■ **TEXT SEGMENT**:
• • • •

Since I have returned to playing WoW, I have mentally frozen entire aspects related to the game in my mind. Frozen, as in I have put them on some shelf in some freezer, so I know it’s there but I don’t touch it, and if I even come near facing it I shiver and turn away.
One of the aspects is People From The Past. People who were part of Syzygy before I left, or people who were a part of my WoW life when I led Syzygy.
There is a lot that remains on the brink of overwhelming me in this game, despite the fact that I’ve been playing it now for a couple months since I returned, and despite of my working on it in therapy. I am still extremely sensitive to any of the toxicity inherent in many online interactions, especially from strangers/pugs. I am still very upset whenever I notice people being inconsiderate of their leaders who do everything they can for them. Since I have unconsciously taken on more responsibilities again, I am also constantly leery about the fact that current problems get mixed with past memories and trauma, and overwhelm me.
As can be seen in some of my recent posts, I am actually quite regularly being overwhelmed, hit by waves of mental anguish, and then pulling myself back up to stand and try to move forward again.
So, I do what I can to make sure each time a wave knocks me down, that it isn’t too big, or isn’t followed by another wave to prevent me from standing up again. And one of the things I do is put People From The Past in the freezer. My fear is that just talking to any one of them can evoke more memories than I’m ready for in the moment. They knew me while I was in the middle of the struggle, the trauma, the pain. All my interactions with them, my relationships with them, were made and built during this time, and I find it difficult to separate my feelings for them from the mental state I was in.
It is actually a cruel thing to do to these people, especially when some of them truly care for me. I end up completely ignoring them, ghosting them without ever having started talking to them, since I came back. It is something the depression created in my last stint in wow really made clear to me: a person with mental disorders can often hurt others simply by their means of protecting themself. Or at least, I see myself do it, as evidenced in my current policy of freezing anything related to People From The Past.

• • • •

■ **DATASET ENTRIES**:
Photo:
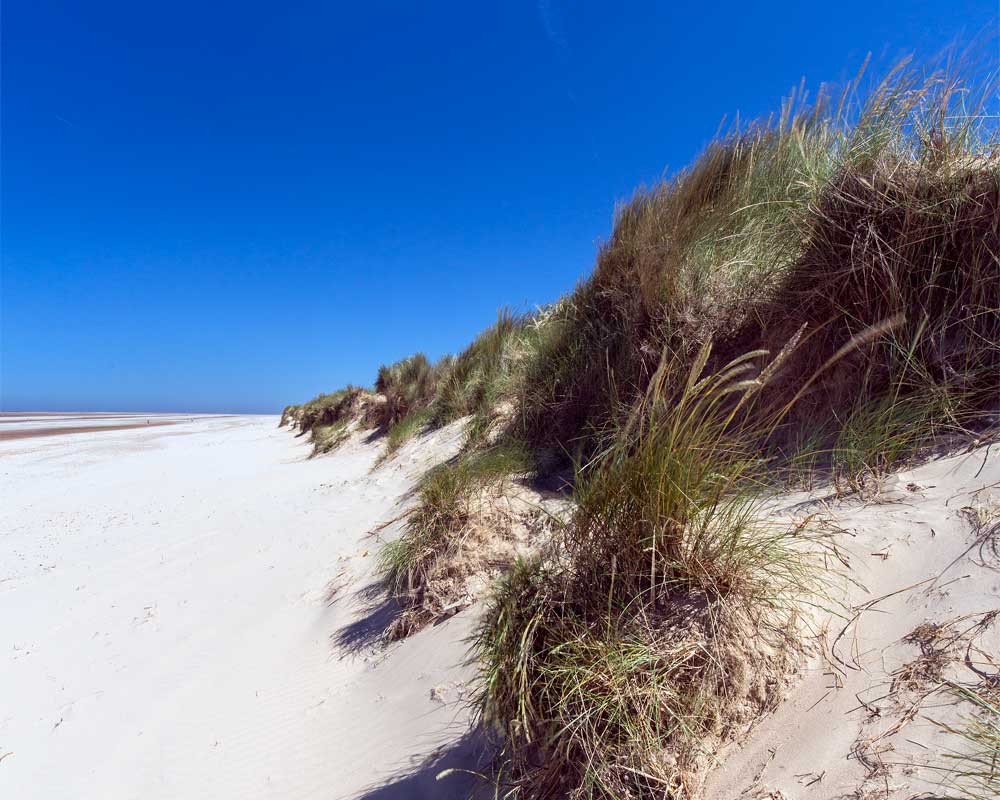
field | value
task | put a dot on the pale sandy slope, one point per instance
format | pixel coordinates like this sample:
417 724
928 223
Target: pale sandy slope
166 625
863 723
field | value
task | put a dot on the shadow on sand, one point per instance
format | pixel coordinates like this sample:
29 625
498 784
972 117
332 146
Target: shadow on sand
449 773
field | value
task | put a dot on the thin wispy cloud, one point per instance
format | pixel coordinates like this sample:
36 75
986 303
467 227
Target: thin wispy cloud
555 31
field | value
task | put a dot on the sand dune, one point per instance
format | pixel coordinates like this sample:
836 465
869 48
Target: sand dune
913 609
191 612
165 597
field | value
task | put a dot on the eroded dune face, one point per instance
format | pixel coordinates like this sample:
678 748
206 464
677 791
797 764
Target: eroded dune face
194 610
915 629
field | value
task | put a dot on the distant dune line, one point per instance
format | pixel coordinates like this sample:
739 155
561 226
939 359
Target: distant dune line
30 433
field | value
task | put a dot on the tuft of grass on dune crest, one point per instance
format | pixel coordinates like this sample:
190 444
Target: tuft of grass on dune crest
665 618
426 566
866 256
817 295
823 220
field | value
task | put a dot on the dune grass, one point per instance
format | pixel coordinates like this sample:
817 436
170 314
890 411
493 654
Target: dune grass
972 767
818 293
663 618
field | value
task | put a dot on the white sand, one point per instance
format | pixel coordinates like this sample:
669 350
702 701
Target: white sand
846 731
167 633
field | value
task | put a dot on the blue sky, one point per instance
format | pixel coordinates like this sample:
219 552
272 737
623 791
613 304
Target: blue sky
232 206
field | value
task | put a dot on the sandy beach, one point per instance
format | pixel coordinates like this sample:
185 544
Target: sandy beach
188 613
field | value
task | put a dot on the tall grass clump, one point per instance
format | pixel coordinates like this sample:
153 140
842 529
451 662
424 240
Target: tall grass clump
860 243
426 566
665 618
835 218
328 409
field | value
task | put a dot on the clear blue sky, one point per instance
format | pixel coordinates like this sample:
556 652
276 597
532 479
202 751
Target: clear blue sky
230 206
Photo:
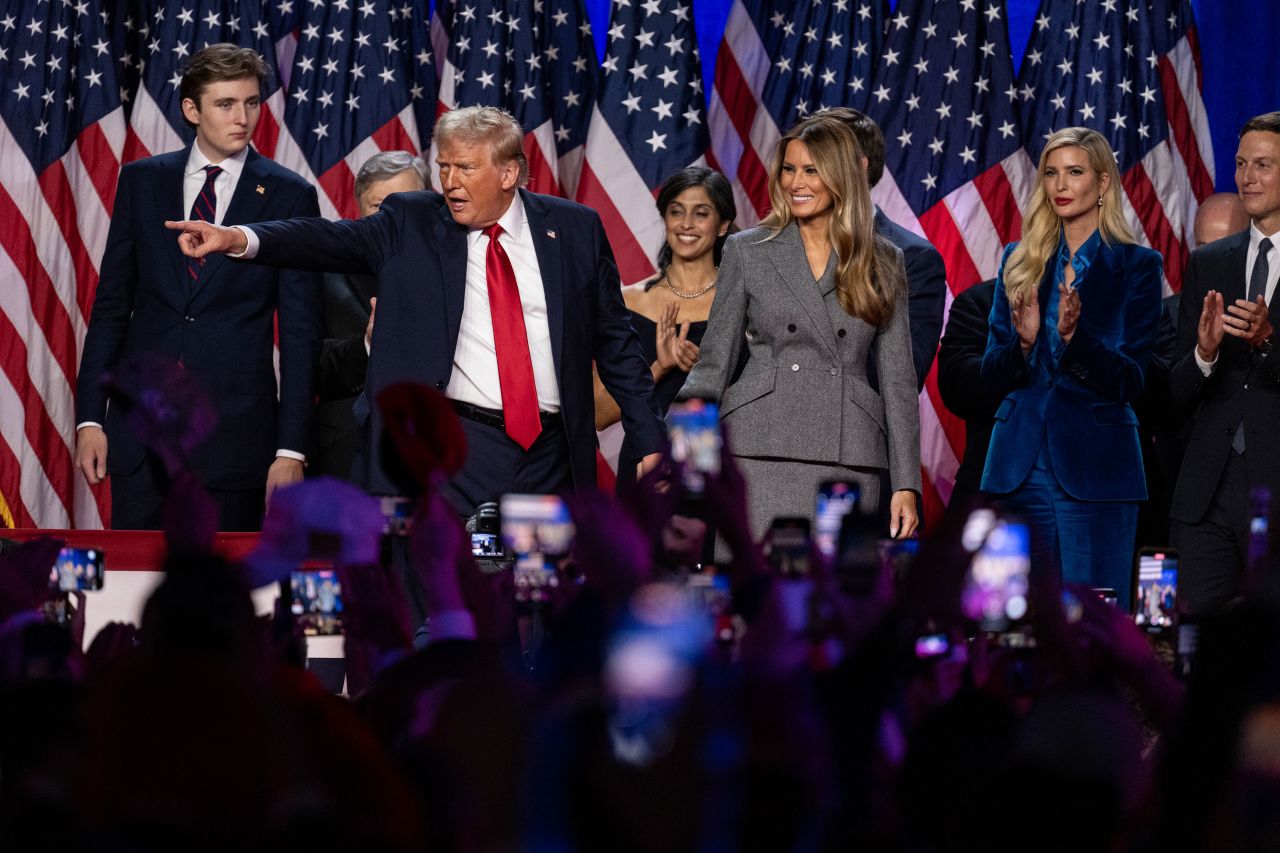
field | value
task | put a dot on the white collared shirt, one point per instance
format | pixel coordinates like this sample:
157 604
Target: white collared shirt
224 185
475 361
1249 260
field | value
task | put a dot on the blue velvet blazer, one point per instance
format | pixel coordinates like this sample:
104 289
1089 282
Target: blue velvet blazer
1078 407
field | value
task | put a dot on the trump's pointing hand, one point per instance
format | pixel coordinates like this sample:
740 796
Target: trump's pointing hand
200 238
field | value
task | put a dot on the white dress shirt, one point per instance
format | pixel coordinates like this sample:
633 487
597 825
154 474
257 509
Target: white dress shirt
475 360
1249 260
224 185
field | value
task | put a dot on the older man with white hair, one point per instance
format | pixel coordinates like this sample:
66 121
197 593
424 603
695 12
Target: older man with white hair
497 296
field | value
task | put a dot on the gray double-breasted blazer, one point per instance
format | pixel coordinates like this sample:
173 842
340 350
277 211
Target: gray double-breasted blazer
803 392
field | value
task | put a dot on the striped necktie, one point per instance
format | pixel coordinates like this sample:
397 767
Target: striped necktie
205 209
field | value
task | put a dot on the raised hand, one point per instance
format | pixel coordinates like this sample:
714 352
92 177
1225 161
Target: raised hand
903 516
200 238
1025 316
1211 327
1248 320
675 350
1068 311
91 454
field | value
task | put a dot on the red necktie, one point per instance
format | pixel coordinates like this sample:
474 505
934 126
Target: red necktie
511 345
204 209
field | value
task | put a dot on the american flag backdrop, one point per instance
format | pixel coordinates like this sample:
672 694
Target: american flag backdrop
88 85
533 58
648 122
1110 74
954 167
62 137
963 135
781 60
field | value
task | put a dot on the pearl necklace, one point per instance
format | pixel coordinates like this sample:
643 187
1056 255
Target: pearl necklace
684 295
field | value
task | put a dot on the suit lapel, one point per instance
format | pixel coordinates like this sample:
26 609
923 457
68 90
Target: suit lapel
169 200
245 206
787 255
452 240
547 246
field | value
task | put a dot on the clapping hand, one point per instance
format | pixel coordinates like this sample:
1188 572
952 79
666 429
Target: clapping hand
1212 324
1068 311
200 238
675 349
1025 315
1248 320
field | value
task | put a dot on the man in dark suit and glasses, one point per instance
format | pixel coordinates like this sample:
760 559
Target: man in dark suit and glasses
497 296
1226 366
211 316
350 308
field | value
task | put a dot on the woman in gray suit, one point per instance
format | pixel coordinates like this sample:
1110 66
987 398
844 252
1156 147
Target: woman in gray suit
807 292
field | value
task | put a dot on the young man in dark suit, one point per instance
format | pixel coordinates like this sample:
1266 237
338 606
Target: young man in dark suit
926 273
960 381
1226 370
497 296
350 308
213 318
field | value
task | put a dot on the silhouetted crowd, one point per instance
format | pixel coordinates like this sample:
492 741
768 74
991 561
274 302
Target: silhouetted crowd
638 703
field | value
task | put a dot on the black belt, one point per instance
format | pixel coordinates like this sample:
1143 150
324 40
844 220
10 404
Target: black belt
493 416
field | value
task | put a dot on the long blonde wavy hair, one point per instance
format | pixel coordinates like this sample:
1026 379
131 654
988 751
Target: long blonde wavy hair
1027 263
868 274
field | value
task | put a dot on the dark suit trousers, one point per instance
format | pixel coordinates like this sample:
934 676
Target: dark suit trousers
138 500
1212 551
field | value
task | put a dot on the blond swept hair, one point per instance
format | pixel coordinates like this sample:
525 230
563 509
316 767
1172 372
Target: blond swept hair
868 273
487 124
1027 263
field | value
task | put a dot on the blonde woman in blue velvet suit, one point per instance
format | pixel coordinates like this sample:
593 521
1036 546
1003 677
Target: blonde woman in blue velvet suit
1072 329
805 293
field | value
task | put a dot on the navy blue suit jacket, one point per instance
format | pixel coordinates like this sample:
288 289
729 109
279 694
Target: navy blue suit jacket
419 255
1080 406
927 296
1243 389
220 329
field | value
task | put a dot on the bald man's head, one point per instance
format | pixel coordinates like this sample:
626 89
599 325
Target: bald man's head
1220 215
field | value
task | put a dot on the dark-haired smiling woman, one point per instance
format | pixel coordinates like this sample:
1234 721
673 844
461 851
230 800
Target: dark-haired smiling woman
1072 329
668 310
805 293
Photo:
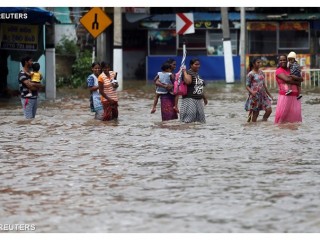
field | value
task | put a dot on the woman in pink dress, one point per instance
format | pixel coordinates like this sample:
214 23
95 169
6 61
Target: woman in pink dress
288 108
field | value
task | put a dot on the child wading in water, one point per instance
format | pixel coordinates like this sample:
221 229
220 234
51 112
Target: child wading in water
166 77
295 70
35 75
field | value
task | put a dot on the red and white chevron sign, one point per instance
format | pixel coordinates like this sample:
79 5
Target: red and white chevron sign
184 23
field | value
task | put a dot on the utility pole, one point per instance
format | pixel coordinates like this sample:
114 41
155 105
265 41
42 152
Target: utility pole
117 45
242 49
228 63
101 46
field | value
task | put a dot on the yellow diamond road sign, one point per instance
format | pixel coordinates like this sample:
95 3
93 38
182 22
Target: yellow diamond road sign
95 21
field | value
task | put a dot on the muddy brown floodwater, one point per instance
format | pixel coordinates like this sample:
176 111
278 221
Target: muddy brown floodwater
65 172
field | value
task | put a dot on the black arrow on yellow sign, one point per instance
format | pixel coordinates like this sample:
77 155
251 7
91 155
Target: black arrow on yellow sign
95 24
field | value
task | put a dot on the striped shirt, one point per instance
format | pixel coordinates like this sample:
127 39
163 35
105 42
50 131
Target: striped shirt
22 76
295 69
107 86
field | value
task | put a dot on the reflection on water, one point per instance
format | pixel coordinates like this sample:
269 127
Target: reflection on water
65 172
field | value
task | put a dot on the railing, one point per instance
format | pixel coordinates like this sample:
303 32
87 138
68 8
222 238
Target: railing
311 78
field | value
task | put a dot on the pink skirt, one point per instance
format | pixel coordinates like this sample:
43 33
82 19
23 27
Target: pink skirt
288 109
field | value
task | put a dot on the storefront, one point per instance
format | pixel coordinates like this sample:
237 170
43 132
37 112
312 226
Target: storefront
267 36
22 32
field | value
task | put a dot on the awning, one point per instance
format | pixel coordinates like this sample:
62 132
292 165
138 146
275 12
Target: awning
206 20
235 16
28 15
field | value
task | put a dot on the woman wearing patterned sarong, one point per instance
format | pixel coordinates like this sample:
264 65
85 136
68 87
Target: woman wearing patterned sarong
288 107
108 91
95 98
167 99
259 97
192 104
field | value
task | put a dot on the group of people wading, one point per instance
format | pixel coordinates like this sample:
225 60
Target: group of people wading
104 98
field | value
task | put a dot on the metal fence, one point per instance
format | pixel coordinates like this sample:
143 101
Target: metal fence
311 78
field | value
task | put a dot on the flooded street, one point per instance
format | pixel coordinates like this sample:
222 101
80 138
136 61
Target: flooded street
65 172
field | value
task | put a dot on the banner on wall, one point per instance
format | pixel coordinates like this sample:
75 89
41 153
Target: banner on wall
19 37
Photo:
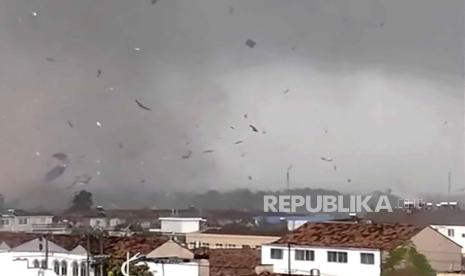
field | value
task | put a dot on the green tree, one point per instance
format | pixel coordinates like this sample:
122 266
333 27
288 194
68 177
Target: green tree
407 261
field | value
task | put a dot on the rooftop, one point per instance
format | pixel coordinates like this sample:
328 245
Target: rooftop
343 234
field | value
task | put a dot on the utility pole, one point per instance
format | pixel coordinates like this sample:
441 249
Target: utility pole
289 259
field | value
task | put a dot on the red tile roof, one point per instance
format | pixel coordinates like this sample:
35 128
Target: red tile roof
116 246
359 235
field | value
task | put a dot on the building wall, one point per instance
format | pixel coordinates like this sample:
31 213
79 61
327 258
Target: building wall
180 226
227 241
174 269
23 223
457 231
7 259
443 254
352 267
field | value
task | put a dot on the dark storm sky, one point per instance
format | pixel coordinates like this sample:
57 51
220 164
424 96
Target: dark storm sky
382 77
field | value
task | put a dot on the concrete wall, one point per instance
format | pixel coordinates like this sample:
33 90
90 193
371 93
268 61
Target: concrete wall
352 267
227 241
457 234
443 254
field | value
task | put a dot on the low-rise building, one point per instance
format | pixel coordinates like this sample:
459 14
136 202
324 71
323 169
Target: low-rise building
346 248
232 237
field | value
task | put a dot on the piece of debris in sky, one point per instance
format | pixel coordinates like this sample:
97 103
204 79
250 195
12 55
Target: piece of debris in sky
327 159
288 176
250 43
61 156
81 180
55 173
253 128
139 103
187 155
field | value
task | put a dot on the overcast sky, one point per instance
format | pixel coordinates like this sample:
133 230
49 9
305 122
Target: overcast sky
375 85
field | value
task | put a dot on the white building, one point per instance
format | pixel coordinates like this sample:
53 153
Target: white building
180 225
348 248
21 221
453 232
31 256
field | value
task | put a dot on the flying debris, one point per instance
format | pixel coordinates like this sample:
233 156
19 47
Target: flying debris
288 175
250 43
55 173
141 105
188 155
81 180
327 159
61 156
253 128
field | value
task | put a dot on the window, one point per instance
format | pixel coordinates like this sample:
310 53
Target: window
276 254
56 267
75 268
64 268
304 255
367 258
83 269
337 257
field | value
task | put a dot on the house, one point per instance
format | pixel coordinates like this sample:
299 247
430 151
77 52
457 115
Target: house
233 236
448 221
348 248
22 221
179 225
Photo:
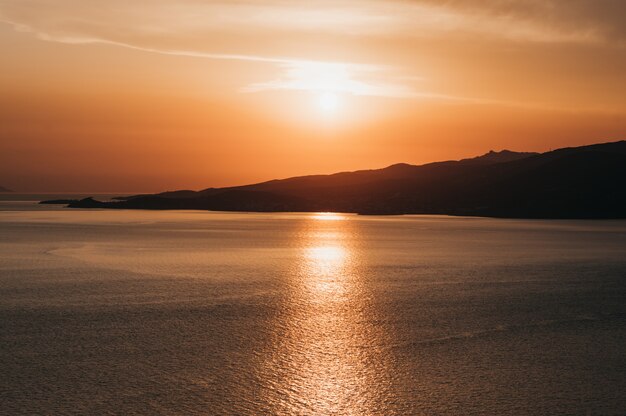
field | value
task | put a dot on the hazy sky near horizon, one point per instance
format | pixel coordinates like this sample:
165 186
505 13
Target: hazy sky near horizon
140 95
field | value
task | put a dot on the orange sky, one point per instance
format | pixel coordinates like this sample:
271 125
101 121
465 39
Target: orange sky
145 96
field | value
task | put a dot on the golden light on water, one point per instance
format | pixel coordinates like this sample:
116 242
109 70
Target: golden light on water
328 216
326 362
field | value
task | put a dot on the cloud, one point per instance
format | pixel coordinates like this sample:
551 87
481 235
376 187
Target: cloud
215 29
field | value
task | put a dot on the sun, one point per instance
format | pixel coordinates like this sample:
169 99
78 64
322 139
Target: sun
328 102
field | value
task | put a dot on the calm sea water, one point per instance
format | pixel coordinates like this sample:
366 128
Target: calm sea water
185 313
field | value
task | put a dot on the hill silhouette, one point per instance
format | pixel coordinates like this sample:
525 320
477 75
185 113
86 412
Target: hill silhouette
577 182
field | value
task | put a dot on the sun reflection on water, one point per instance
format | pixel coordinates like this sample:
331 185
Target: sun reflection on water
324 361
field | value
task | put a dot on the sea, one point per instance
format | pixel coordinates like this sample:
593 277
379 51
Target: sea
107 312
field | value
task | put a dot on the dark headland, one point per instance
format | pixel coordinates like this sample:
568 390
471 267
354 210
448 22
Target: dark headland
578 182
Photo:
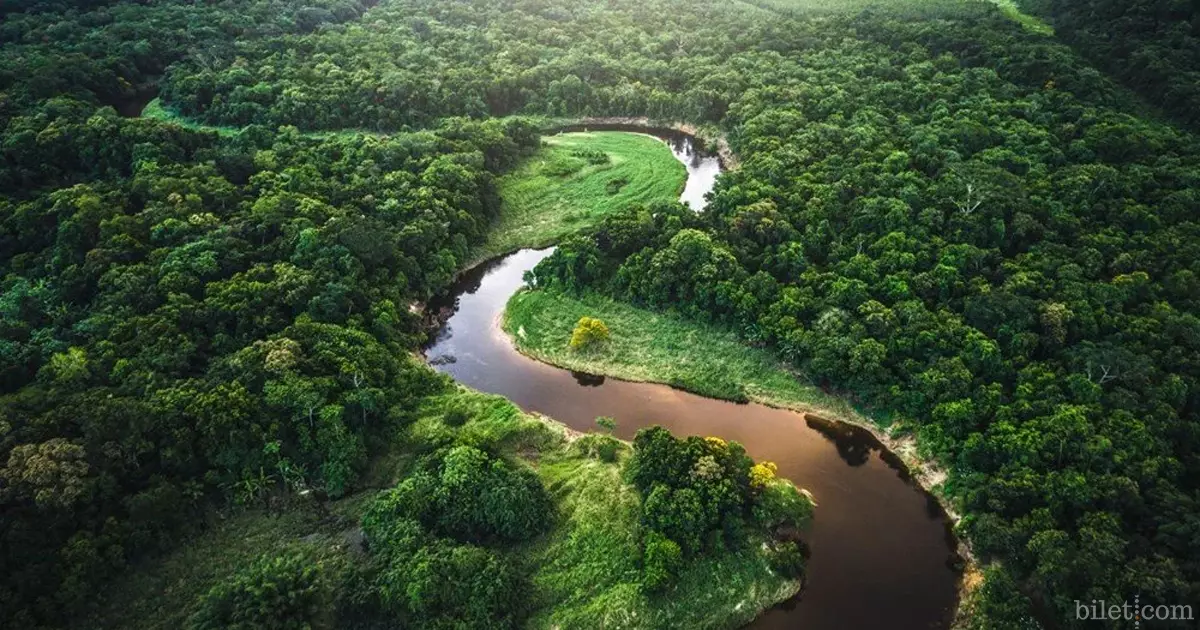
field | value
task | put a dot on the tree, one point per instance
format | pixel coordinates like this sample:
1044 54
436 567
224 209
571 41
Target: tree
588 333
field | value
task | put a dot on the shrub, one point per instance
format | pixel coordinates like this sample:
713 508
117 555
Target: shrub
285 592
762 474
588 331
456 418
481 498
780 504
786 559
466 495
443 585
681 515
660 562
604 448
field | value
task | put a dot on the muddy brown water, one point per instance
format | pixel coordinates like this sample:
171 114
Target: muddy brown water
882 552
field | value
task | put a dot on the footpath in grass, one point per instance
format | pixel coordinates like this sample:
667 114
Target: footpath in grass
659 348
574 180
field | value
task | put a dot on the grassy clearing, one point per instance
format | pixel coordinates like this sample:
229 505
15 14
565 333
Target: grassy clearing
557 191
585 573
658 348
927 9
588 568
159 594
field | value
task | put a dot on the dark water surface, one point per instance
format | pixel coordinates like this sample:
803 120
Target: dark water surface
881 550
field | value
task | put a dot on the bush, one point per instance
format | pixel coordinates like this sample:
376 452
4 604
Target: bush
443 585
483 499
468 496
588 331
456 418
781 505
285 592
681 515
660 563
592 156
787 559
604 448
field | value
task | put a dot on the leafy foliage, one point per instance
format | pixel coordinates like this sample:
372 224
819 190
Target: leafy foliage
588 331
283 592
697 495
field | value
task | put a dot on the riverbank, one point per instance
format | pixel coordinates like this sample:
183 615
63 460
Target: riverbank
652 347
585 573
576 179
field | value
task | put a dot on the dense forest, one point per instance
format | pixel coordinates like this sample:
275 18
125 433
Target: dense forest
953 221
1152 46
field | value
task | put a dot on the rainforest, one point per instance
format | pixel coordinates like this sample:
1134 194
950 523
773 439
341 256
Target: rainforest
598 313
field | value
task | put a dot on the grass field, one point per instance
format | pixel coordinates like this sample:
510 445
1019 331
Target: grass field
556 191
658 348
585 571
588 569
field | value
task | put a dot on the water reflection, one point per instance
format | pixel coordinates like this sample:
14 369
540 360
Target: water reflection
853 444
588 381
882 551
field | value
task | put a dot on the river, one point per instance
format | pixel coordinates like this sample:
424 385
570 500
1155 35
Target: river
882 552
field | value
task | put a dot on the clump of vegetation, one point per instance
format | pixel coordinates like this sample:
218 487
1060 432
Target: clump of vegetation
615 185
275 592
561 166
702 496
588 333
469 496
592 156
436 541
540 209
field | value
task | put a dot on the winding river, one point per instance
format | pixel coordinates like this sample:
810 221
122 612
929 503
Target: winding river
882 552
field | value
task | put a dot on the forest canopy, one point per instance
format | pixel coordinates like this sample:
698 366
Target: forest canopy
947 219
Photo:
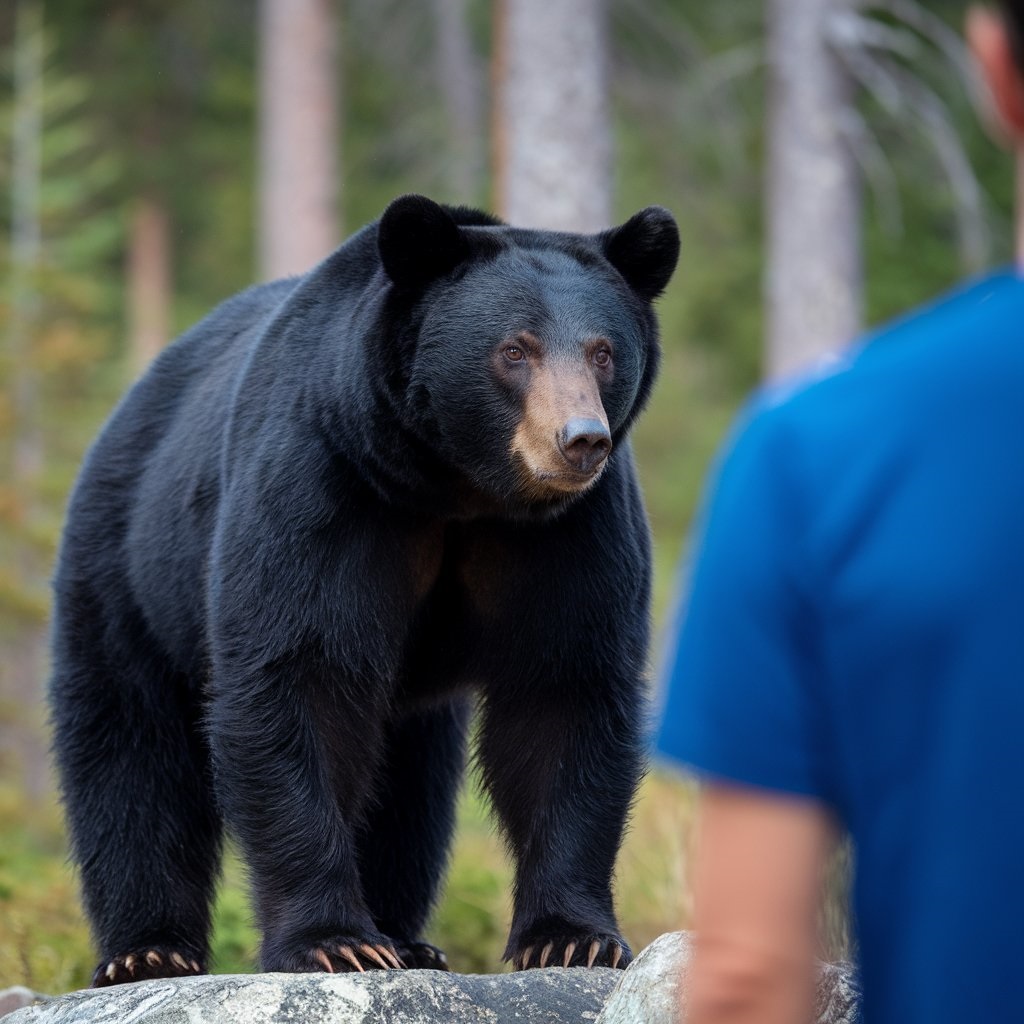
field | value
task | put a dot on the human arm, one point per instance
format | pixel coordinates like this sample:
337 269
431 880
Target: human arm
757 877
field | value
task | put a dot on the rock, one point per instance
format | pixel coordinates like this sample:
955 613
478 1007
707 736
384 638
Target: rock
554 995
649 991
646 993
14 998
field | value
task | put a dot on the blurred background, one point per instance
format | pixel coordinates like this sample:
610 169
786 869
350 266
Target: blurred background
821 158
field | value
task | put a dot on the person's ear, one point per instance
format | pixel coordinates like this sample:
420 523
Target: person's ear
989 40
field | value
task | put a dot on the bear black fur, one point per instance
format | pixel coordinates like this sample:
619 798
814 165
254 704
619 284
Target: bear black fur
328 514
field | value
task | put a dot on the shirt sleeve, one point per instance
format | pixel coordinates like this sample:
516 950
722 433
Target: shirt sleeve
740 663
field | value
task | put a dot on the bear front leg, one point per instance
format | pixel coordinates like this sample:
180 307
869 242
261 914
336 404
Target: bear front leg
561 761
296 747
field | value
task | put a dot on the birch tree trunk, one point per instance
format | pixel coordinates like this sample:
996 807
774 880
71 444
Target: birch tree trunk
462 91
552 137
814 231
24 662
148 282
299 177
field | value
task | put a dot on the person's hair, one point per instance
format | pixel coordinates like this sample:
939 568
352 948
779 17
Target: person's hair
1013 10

• • • •

■ **WHAT YOU WILL DO**:
1. Reproduce word for word the part of the post about returning to WoW between "So, I do what" and "state I was in.", inclusive.
2. Answer these questions using the post about returning to WoW:
(a) What name does the writer give to the aspect of the game they put in the freezer?
(b) How long has the writer been playing since returning?
(c) What does the writer say they end up doing to these people since coming back?
3. From the post about returning to WoW, list everything the writer says People From The Past knew them in the middle of.

■ **OUTPUTS BY TASK**:
1.
So, I do what I can to make sure each time a wave knocks me down, that it isn’t too big, or isn’t followed by another wave to prevent me from standing up again. And one of the things I do is put People From The Past in the freezer. My fear is that just talking to any one of them can evoke more memories than I’m ready for in the moment. They knew me while I was in the middle of the struggle, the trauma, the pain. All my interactions with them, my relationships with them, were made and built during this time, and I find it difficult to separate my feelings for them from the mental state I was in.

2.
(a) People From The Past.
(b) A couple months.
(c) Completely ignoring them, ghosting them without ever having started talking to them.

3.
- the struggle
- the trauma
- the pain